-- Begin --

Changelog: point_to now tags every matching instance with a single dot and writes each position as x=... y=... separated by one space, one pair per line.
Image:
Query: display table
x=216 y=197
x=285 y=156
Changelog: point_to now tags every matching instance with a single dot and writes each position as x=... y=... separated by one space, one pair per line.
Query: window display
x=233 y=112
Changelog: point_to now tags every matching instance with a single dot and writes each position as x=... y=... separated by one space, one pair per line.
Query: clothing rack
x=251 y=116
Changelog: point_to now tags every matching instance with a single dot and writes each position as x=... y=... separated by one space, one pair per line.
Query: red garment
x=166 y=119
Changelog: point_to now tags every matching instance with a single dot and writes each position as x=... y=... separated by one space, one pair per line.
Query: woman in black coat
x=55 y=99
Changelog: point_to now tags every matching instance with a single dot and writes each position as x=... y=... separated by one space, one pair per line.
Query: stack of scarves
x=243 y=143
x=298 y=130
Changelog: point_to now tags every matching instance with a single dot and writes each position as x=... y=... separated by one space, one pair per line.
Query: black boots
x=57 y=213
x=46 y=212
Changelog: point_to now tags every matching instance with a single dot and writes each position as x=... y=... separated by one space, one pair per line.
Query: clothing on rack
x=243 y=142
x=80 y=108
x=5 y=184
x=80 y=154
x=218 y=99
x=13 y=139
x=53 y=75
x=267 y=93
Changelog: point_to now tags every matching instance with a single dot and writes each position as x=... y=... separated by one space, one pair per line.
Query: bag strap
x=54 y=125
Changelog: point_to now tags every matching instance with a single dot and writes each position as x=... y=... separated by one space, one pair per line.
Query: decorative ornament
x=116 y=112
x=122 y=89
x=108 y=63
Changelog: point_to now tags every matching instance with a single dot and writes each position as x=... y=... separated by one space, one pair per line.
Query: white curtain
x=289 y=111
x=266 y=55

-- End --

**Do this**
Find every line in the material above that contains the word "display", and copy each of those lines.

**Reply**
Query: display table
Query: window display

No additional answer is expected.